[Begin Page]

Blog 64. Agreement concerning land insufficient to give rise to caveatable interest.

A. P. Welco Holdings Pty Ltd & Anor v Canterbury Hills Pty Ltd & Anor [2022] VSC 490, Button J., (24 August 2022) concerns an unsuccessful attempt to eke a caveatable interest out of a Memorandum of Agreement (MOA) concerning land.  It also confronts the problem of the PEXA drop down menu having limited options for description of the caveatable interest.

The facts were –

  • The defendants were registered proprietors of five parcels of land.  It was not proposed that the first plaintiff purchase the land.  The plaintiffs alleged the existence of a contract in substance to develop the land (the Agreement) between the first plaintiff and the defendants, being, insofar as in writing, constituted by a ‘Memorandum of Agreement’ (MOA).  The plaintiffs alleged that the terms included: access to the defendants’ project consultants, internal staff, and documents to enable a feasibility assessment by the first plaintiff of a project; access to the land; the defendants not advertising or negotiating with any other party to market the land; the defendants permitting the first plaintiff or its nominee to, without purchasing it, subdivide the land and then develop and sell the lots; payment to the defendants of $40 m.; the first plaintiff having carriage of the development, providing development and marketing expertise and funding for development; the parties preparing and entering a “Final Agreement” (known as the  “Staged Asset Sale Agreement”) after which the first plaintiff would pay land outgoings and for insurance; and an obligation to act in good faith.
  • The plaintiffs alleged that, pursuant to the Agreement, the first plaintiff and the defendants worked towards concluding the Staged Asset Sale Agreement, drafts being exchanged, but that on 21 December 2021 the defendants wrongfully repudiated the Agreement, which repudiation was not accepted.
  • The relief sought by the plaintiffs included an order for, or in the nature of, specific performance of the Agreement requiring the defendants to provide a signed form of the Final Agreement contemplated by the Agreement, substantially the same as the form of a particular document sent to the defendants with any agreed additions or variations.
  • The defendants, in substance, denied the existence of large components of the Agreement.
  • The first plaintiff caveated over the land on the ground of an agreement with the registered proprietor(s) dated 20 May 2021.  The defendants applied under the Transfer of Land Act s. 90(3) for removal of the caveat.

The estate or interest claimed in the caveat was described as ‘Interest as Covenantee of a Restrictive Covenant’.  The plaintiffs accepted that this description was inapt but, referring to a Land Use Victoria document stating the options in the drop-down form on PEXA, submitted that the PEXA lodgment portal lacked any option corresponding to the particular equitable interest allegedly held by the first plaintiff.

The plaintiffs argued that although the MOA did not itself confer any proprietary interest the first plaintiff had an equitable interest in the land because: it was a binding agreement for the development and subsequent sale of the land (and not merely an agreement to negotiate accompanied by limited rights); and, because the MOA was a contract whose subject matter was land, which contained obligations with a substantial connection with the land, and which provided for its ultimate sale after subdivision with sharing of proceeds, the potential availability of an order for specific performance of the MOA gave the first plaintiff an equitable interest.

[End Page]

**What to do**: According to the blog post on caveatable interests, how was the estate or interest claimed in the caveat described? The lines that come next are from a separate source.

[Begin Material provided]

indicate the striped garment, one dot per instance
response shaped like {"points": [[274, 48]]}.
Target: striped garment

[End Material provided]

**The output**: It was described as ‘Interest as Covenantee of a Restrictive Covenant’.